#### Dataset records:
## Start

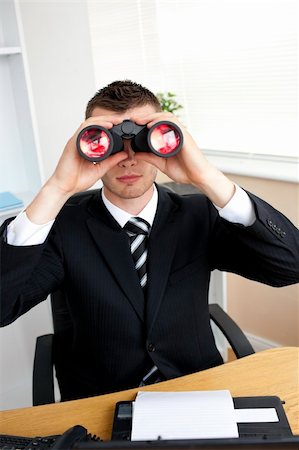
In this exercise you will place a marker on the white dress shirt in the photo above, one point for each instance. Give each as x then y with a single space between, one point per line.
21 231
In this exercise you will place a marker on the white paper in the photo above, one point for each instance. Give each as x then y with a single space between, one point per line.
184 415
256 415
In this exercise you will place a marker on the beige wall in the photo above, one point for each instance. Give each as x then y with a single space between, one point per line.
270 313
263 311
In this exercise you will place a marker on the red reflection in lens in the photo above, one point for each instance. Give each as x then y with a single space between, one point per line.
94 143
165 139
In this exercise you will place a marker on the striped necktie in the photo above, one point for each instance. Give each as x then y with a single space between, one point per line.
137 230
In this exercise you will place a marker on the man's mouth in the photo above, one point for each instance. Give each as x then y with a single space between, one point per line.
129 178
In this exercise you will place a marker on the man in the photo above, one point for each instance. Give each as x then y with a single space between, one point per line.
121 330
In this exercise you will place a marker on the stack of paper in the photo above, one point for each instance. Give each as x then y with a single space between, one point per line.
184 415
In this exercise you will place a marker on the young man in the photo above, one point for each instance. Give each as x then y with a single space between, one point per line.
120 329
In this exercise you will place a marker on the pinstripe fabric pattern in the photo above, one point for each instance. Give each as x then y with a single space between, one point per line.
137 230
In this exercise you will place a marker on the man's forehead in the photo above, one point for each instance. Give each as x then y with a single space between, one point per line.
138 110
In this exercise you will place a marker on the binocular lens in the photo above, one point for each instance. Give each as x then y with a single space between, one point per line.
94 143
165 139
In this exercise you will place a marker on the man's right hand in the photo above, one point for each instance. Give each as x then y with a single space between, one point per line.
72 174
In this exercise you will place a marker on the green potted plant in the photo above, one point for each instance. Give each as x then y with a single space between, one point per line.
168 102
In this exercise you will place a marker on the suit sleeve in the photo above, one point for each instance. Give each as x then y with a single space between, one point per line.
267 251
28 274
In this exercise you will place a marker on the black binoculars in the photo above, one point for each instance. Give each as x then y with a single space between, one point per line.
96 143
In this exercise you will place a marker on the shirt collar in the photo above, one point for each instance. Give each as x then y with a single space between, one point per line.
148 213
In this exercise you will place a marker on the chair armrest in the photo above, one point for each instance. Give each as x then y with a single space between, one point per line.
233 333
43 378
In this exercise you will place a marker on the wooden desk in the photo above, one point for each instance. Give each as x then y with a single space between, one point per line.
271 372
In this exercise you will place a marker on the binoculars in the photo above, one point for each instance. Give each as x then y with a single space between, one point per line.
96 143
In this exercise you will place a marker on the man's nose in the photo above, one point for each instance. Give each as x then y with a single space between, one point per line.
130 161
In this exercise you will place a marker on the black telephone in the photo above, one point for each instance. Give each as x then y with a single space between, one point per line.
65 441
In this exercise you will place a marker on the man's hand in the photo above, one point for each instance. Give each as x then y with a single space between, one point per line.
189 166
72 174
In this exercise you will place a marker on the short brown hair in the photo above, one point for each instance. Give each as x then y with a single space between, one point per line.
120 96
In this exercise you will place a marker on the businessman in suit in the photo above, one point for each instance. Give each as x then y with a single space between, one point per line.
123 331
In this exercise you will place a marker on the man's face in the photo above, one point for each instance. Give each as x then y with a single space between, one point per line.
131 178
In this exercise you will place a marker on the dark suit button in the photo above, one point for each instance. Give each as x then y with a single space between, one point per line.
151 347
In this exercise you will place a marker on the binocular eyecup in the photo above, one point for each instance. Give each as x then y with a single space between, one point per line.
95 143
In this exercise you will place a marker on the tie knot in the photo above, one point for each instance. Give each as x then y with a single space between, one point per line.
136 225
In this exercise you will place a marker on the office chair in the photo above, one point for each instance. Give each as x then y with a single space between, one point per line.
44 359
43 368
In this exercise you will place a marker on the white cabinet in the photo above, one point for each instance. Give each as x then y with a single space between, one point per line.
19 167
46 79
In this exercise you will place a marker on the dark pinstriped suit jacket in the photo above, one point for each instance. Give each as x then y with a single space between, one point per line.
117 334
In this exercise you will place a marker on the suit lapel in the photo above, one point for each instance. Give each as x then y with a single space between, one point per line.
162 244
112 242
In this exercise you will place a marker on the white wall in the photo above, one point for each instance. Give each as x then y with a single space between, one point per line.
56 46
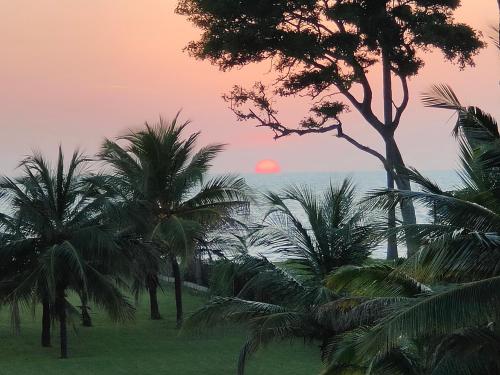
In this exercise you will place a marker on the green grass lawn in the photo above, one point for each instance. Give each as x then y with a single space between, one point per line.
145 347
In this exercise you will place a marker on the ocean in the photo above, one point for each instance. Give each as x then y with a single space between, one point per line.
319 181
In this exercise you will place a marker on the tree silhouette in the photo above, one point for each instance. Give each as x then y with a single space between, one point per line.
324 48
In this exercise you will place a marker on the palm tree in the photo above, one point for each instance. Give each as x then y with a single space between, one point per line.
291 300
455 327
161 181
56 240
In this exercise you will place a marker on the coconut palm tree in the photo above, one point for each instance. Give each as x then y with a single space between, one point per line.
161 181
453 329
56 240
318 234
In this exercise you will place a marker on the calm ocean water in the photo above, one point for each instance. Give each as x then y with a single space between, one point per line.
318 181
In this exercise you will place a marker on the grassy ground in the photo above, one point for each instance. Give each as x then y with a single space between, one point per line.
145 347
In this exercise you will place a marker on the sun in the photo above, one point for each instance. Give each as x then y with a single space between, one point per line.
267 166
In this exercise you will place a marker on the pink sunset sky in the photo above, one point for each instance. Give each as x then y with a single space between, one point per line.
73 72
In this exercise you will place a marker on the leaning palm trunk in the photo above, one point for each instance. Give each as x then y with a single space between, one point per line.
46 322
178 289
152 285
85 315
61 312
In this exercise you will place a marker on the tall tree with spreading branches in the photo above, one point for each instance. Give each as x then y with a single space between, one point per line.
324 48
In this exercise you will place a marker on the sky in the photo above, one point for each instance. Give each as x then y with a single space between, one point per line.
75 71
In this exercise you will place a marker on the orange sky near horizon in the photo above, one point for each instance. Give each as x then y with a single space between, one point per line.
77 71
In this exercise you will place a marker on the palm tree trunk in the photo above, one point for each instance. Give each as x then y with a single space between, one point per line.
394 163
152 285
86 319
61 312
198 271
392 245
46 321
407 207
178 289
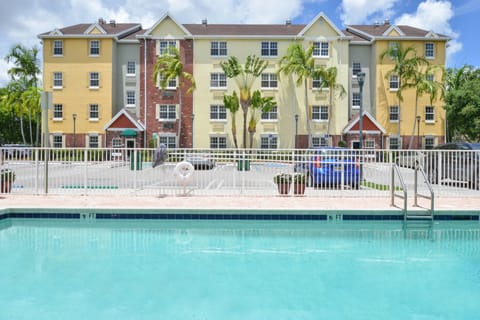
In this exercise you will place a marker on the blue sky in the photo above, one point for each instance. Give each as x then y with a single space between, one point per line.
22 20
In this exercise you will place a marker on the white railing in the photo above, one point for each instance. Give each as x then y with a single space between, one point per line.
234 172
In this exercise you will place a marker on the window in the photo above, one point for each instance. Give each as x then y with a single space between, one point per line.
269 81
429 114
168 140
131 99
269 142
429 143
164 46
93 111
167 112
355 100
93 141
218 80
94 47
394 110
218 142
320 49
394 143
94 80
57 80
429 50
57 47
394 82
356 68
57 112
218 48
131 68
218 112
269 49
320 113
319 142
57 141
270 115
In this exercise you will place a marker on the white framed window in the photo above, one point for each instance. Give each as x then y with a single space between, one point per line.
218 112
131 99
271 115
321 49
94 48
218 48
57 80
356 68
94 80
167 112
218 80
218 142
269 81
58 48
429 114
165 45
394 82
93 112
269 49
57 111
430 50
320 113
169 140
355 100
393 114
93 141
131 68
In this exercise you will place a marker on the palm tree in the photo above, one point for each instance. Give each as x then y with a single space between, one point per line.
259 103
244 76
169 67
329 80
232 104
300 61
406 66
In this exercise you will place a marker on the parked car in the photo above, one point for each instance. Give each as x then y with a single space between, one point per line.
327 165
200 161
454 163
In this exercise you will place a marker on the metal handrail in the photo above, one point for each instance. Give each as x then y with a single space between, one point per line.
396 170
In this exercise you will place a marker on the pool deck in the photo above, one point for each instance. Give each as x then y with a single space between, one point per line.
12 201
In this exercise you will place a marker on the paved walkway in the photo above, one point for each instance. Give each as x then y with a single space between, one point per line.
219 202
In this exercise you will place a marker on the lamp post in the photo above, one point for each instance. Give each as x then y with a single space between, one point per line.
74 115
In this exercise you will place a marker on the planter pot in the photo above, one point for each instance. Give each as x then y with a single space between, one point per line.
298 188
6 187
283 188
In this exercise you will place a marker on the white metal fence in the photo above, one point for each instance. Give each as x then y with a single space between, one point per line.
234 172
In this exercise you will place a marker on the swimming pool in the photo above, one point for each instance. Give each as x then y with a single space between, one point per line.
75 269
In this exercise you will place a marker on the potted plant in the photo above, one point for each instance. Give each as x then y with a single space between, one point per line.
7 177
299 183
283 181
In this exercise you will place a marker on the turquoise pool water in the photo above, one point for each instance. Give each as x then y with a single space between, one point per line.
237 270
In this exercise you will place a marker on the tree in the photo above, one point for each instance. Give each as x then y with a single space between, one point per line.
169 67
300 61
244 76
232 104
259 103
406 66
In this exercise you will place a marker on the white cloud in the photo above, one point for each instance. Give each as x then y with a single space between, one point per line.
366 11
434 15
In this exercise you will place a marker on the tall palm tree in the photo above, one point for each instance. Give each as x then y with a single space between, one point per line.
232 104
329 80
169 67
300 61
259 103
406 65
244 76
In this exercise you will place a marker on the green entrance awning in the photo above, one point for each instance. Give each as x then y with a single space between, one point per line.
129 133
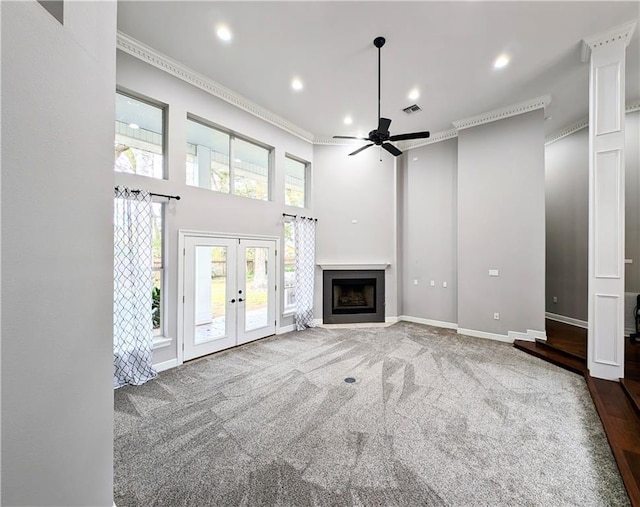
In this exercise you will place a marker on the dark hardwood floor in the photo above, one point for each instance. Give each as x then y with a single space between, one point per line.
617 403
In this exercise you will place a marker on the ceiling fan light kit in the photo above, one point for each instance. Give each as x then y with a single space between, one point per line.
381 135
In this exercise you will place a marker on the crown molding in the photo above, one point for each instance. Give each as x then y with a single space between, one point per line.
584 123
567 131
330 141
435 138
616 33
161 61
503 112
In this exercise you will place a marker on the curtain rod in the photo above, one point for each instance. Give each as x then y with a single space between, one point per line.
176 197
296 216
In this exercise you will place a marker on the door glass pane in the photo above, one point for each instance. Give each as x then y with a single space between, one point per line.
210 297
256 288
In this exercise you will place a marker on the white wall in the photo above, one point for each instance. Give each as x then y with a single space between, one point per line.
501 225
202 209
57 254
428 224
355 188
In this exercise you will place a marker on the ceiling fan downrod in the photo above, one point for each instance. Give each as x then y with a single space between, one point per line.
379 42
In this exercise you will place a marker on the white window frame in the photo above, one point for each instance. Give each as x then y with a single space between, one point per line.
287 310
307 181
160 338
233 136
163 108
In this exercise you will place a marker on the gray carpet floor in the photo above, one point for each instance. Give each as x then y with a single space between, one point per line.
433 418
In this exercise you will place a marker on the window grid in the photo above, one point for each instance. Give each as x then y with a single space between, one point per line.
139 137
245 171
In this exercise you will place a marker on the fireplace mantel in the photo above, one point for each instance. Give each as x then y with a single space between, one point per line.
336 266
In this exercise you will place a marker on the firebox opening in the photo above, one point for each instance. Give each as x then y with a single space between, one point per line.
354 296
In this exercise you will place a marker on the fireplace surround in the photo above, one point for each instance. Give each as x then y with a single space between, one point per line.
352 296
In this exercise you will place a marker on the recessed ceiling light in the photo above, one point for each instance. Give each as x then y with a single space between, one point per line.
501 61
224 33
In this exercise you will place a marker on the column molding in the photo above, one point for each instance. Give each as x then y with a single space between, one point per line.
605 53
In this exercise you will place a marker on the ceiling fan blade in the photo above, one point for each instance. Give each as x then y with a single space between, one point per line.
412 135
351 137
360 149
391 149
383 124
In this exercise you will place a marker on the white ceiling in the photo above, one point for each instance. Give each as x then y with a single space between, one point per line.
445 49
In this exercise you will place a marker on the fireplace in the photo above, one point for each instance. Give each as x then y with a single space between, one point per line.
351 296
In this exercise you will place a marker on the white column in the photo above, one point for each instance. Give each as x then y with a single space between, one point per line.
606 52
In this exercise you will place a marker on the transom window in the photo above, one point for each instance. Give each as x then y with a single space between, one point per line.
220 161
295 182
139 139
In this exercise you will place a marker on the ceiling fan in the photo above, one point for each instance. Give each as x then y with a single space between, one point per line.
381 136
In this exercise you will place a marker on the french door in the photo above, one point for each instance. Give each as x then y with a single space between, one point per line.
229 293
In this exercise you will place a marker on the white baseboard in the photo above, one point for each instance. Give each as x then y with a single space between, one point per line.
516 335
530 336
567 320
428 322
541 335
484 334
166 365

## End

#### What is being asked:
Find the line containing "ceiling fan in". Reproduce it exactly, along with every line after it through the last.

#### Solution:
In this exercise you will place a marker on the ceiling fan in the photo above, one point for each instance. Give each as x then y with a single space between, one point per line.
381 136
In this exercise you will place a marker on the french door in the photo above, one point for each instance. Give each as x then y with a single space between, one point per line.
229 293
In this exercise you will place a marker on the white baseboard in the photo above, one point for each instance. Give each as x then y with a single space between, one point per line.
516 335
530 336
567 320
428 322
541 335
484 334
166 365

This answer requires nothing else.